____ Dataset rows

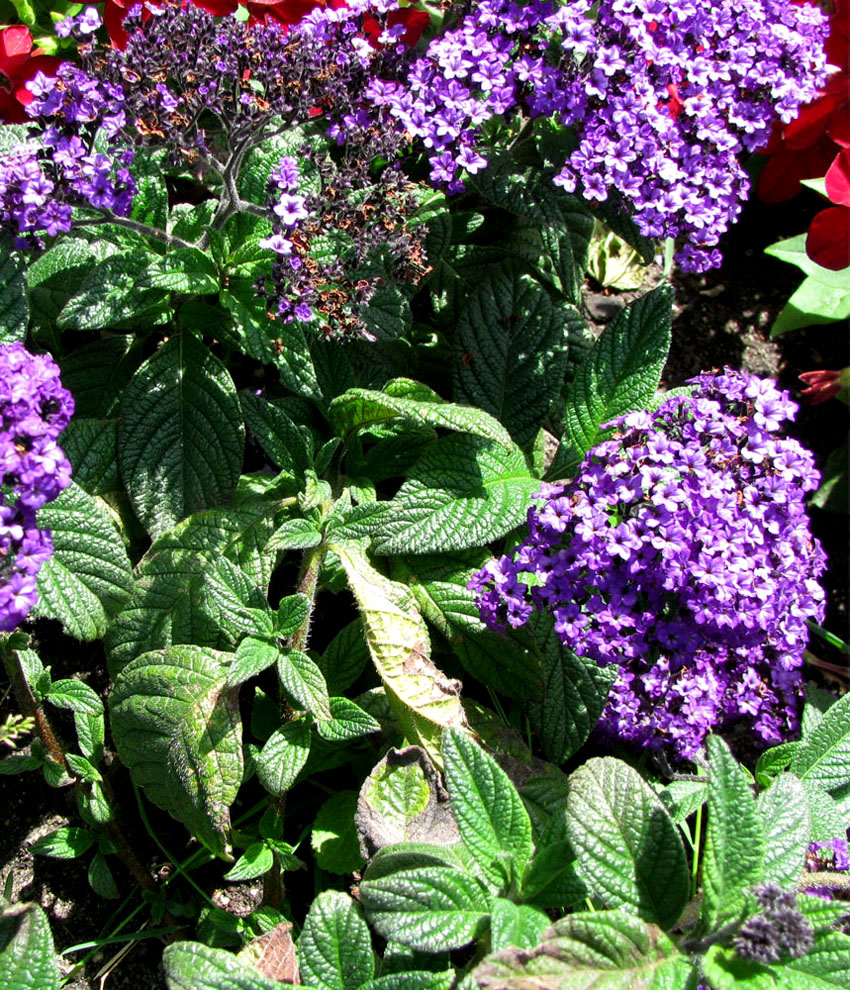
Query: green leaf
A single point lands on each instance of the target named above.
(515, 925)
(27, 957)
(294, 534)
(773, 761)
(360, 409)
(629, 851)
(463, 492)
(100, 877)
(824, 756)
(109, 295)
(511, 351)
(303, 681)
(334, 839)
(283, 756)
(348, 721)
(64, 843)
(193, 966)
(504, 661)
(574, 693)
(89, 578)
(97, 374)
(181, 437)
(602, 949)
(177, 728)
(432, 909)
(253, 656)
(344, 658)
(174, 601)
(335, 949)
(622, 370)
(288, 445)
(787, 823)
(14, 303)
(423, 699)
(734, 841)
(57, 276)
(183, 270)
(91, 447)
(254, 862)
(493, 822)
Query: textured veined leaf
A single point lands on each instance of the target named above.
(630, 853)
(787, 821)
(622, 370)
(27, 957)
(734, 841)
(493, 822)
(609, 949)
(172, 602)
(181, 437)
(423, 698)
(89, 578)
(109, 294)
(462, 492)
(512, 351)
(335, 948)
(360, 408)
(177, 728)
(432, 909)
(194, 966)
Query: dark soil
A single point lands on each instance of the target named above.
(722, 318)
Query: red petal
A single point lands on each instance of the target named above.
(838, 179)
(15, 46)
(113, 17)
(48, 64)
(217, 7)
(828, 242)
(780, 178)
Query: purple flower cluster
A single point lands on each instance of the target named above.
(41, 181)
(682, 553)
(663, 96)
(34, 409)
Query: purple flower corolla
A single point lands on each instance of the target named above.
(682, 553)
(663, 98)
(34, 409)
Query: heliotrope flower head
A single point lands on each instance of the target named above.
(34, 409)
(663, 98)
(682, 553)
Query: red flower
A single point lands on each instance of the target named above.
(823, 385)
(19, 63)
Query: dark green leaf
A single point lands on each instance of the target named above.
(629, 851)
(511, 351)
(335, 949)
(64, 843)
(493, 823)
(622, 371)
(89, 578)
(515, 925)
(603, 949)
(283, 756)
(463, 492)
(432, 909)
(181, 437)
(348, 721)
(193, 966)
(334, 838)
(109, 294)
(178, 730)
(27, 957)
(303, 682)
(734, 840)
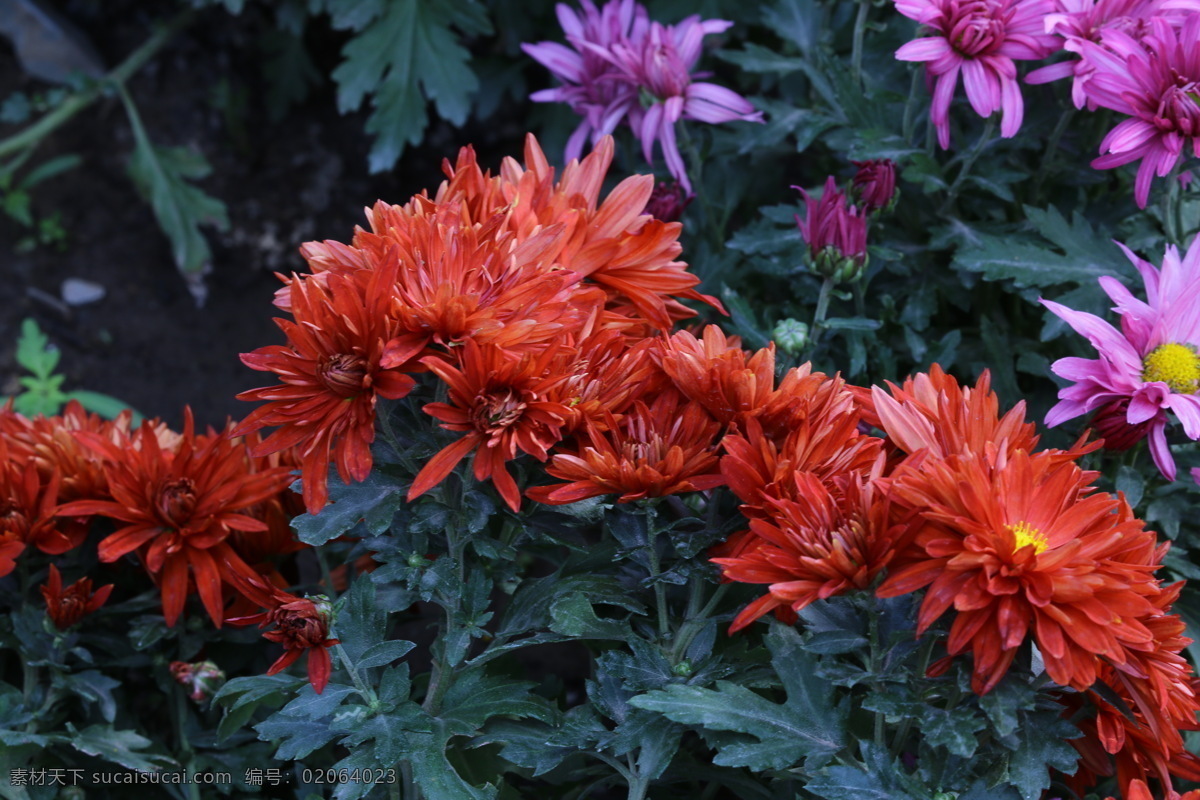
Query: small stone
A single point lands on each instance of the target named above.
(77, 292)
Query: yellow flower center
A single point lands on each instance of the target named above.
(1025, 534)
(1175, 365)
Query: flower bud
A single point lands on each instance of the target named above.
(875, 184)
(203, 678)
(667, 202)
(834, 233)
(791, 335)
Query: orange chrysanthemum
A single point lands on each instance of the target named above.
(664, 449)
(1021, 547)
(180, 509)
(819, 545)
(331, 377)
(611, 244)
(504, 403)
(67, 607)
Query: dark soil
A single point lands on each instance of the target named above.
(285, 182)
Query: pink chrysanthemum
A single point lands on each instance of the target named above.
(982, 40)
(1152, 362)
(1156, 80)
(592, 85)
(1085, 20)
(660, 64)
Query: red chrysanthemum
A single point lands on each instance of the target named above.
(28, 512)
(301, 626)
(504, 403)
(179, 510)
(331, 377)
(819, 545)
(1021, 547)
(67, 607)
(664, 449)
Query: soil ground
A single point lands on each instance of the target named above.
(285, 182)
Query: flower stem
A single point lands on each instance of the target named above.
(967, 163)
(75, 103)
(856, 58)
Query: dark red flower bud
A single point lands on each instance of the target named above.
(875, 184)
(1113, 425)
(667, 202)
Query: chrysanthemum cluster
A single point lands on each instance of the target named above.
(1139, 58)
(628, 68)
(1013, 542)
(197, 511)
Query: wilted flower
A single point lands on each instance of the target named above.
(202, 679)
(179, 510)
(1151, 364)
(667, 202)
(1156, 80)
(65, 607)
(875, 184)
(300, 626)
(981, 40)
(593, 86)
(834, 232)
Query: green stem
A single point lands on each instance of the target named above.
(910, 106)
(179, 716)
(967, 163)
(75, 103)
(856, 58)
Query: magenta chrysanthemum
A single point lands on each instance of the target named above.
(1156, 80)
(592, 85)
(1085, 20)
(981, 40)
(628, 67)
(1152, 364)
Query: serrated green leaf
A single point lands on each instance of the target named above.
(360, 624)
(118, 747)
(162, 178)
(408, 49)
(383, 653)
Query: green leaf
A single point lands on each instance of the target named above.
(162, 178)
(807, 726)
(359, 624)
(373, 500)
(383, 653)
(118, 746)
(406, 50)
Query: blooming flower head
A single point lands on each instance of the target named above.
(179, 507)
(815, 545)
(981, 40)
(1156, 82)
(301, 626)
(1086, 20)
(659, 60)
(1019, 548)
(67, 607)
(503, 403)
(834, 232)
(331, 377)
(666, 447)
(592, 85)
(1152, 362)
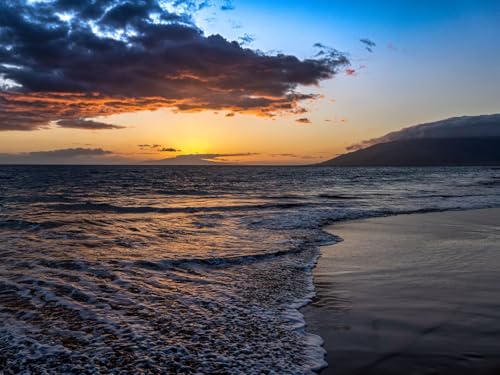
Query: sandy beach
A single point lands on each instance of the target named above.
(411, 294)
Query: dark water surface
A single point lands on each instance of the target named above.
(185, 269)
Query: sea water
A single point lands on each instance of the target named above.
(137, 269)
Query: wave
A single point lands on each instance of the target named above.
(106, 207)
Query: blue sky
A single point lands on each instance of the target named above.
(432, 60)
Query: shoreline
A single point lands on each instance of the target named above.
(329, 315)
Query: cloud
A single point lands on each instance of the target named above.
(199, 159)
(61, 156)
(75, 60)
(246, 39)
(305, 157)
(369, 44)
(455, 127)
(303, 120)
(350, 72)
(227, 5)
(86, 124)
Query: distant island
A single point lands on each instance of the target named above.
(459, 141)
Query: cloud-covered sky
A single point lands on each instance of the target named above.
(67, 61)
(63, 156)
(226, 77)
(456, 127)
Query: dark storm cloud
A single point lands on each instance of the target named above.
(456, 127)
(369, 44)
(71, 153)
(199, 159)
(62, 156)
(86, 124)
(73, 60)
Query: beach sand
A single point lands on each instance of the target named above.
(411, 294)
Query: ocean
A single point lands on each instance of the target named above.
(158, 270)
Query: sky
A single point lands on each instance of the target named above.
(252, 82)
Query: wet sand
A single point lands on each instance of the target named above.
(411, 294)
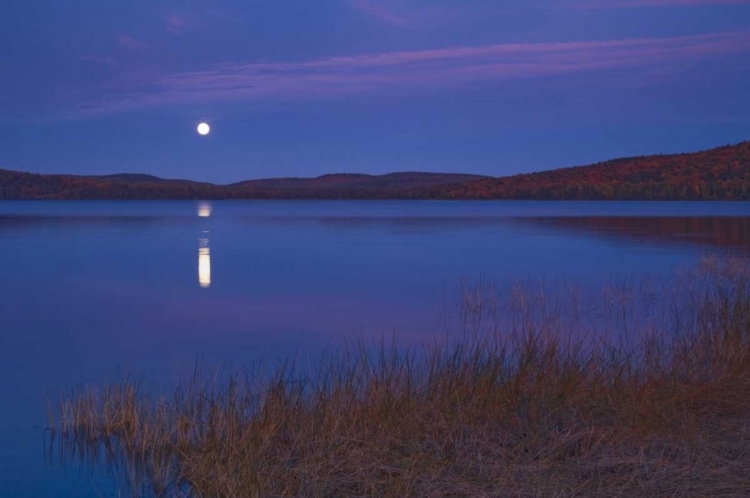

________

▸ Stated goal: Rewrite the full listing with every "Query" replaced by "Label" and everything else left as it is. Leave the pictures out.

▸ Task result:
Label: green leaf
A single point lands on each instance of the target named above.
(515, 925)
(27, 957)
(294, 534)
(773, 761)
(360, 409)
(629, 851)
(463, 492)
(100, 877)
(824, 756)
(109, 295)
(511, 351)
(303, 681)
(334, 839)
(283, 756)
(348, 721)
(64, 843)
(193, 966)
(504, 661)
(574, 693)
(89, 578)
(97, 374)
(181, 437)
(602, 949)
(177, 728)
(432, 909)
(253, 656)
(344, 658)
(174, 601)
(335, 949)
(622, 370)
(288, 445)
(787, 823)
(14, 303)
(423, 699)
(734, 841)
(57, 276)
(183, 270)
(91, 447)
(254, 862)
(493, 822)
Label: textured veined leaf
A single point lands on each instance of the target named above.
(630, 853)
(787, 821)
(622, 370)
(27, 957)
(734, 841)
(493, 822)
(609, 949)
(172, 602)
(181, 437)
(423, 698)
(89, 578)
(109, 294)
(462, 492)
(512, 351)
(335, 948)
(360, 408)
(177, 728)
(432, 909)
(194, 966)
Label: dark soil
A single point lands on each instance of the target named above.
(722, 318)
Label: red petal
A single point lands on each instance of the target named above.
(838, 179)
(15, 46)
(113, 17)
(48, 64)
(217, 7)
(828, 242)
(780, 178)
Label: purple flower cluster
A single point lands on each instance of the target named above.
(41, 181)
(682, 553)
(663, 96)
(34, 409)
Label: purple flower corolla
A single point lands on each instance of the target named above.
(682, 553)
(663, 98)
(34, 409)
Label: heliotrope flower head
A single point lands on each instance of the target named above.
(34, 409)
(663, 98)
(682, 553)
Label: red flower
A single point lands on each instance of the target named above.
(823, 385)
(19, 63)
Label: dark green leaf
A single point lands on each instance of the target named above.
(629, 851)
(511, 351)
(335, 949)
(64, 843)
(493, 823)
(622, 371)
(89, 578)
(515, 925)
(603, 949)
(283, 756)
(463, 492)
(432, 909)
(181, 437)
(348, 721)
(193, 966)
(334, 838)
(109, 294)
(178, 730)
(27, 957)
(303, 682)
(734, 840)
Label: small stone
A single point lands on each instance of the target named above.
(77, 292)
Label: yellow flower center
A single point lands on each instance of the target named above.
(1025, 534)
(1175, 365)
Label: flower bud
A single point lands on each instance of the target named above.
(875, 184)
(203, 678)
(667, 202)
(834, 233)
(791, 335)
Label: orange chrysanthemum
A single point lands on each instance of the target named above.
(664, 449)
(1021, 547)
(180, 509)
(819, 545)
(331, 377)
(611, 244)
(504, 403)
(67, 607)
Label: dark soil
A single point lands on each instance of the target named above.
(285, 182)
Label: pink chrysanthemum
A single point lands on each instance of the target named above.
(982, 40)
(1152, 362)
(1156, 80)
(592, 85)
(1085, 20)
(660, 64)
Label: red chrysanthemum
A single point lands on each instance of the target named above.
(28, 512)
(301, 626)
(504, 403)
(179, 510)
(331, 377)
(819, 545)
(1021, 547)
(67, 607)
(664, 449)
Label: soil ground
A single point lands on each instance of the target named above.
(285, 182)
Label: flower stem
A single point lands on each instance of the target named above.
(967, 163)
(75, 103)
(856, 58)
Label: dark red flower bud
A single point lands on each instance of the target named above.
(875, 184)
(1113, 425)
(667, 202)
Label: chrysanthemum cluster
A single point lands on each instance of the target named above.
(1139, 58)
(628, 68)
(1013, 542)
(197, 511)
Label: wilted flower
A single point lands on each instance of the target named above.
(202, 679)
(179, 510)
(1151, 364)
(667, 202)
(1156, 80)
(65, 607)
(875, 184)
(300, 626)
(981, 40)
(593, 86)
(834, 232)
Label: green stem
A single point lands on each instance of the target named above.
(910, 106)
(179, 716)
(967, 163)
(75, 103)
(856, 58)
Label: magenta chrysanthemum
A single point lands on each instance of the target named above.
(1156, 80)
(592, 85)
(1085, 20)
(981, 40)
(628, 67)
(1152, 364)
Label: serrated green leaf
A single point lands on each instance of the target named above.
(360, 624)
(118, 747)
(162, 178)
(408, 49)
(383, 653)
Label: green leaf
A single point lands on each instance of the target named above.
(162, 178)
(807, 726)
(359, 624)
(373, 500)
(383, 653)
(118, 746)
(406, 50)
Label: blooming flower head
A single point lands on each instance of the target named above.
(179, 507)
(815, 545)
(981, 40)
(1156, 82)
(301, 626)
(1086, 20)
(659, 60)
(1019, 548)
(67, 607)
(503, 403)
(834, 232)
(331, 377)
(666, 447)
(592, 85)
(1152, 362)
Label: sandy beach
A single point lands on each instance of the target named above.
(411, 294)
Label: dark water surface
A single point lands on each instance of the target named above.
(185, 269)
Label: sea water
A single point lands on each instance of the target named above.
(137, 269)
Label: wave
A single point lands on each instance of the target named above.
(106, 207)
Label: blue sky
A single point lands on each instance of the target named above.
(432, 60)
Label: shoreline
A single point lands on each instance of the target named above.
(329, 315)
Label: cloud
A single point lands on each instance of the target named above.
(199, 159)
(61, 156)
(75, 60)
(246, 39)
(305, 157)
(369, 44)
(455, 127)
(303, 120)
(350, 72)
(227, 5)
(86, 124)
Label: distant island
A single point lands on each instance of the target named above.
(459, 141)
Label: cloud-covered sky
A single point lands on each instance of the target named above.
(67, 61)
(63, 156)
(226, 77)
(456, 127)
Label: dark storm cloud
A single point lands on each instance of the target named above.
(456, 127)
(369, 44)
(71, 153)
(199, 159)
(62, 156)
(86, 124)
(73, 60)
Label: beach sand
A single point lands on each instance of the target named above.
(411, 294)
Label: ocean
A single point lands on each instance of the target named above.
(158, 270)
Label: sky
A single point lands on each instance of the target named above.
(252, 82)
Label: wet sand
A single point lands on each instance of the target named above.
(411, 294)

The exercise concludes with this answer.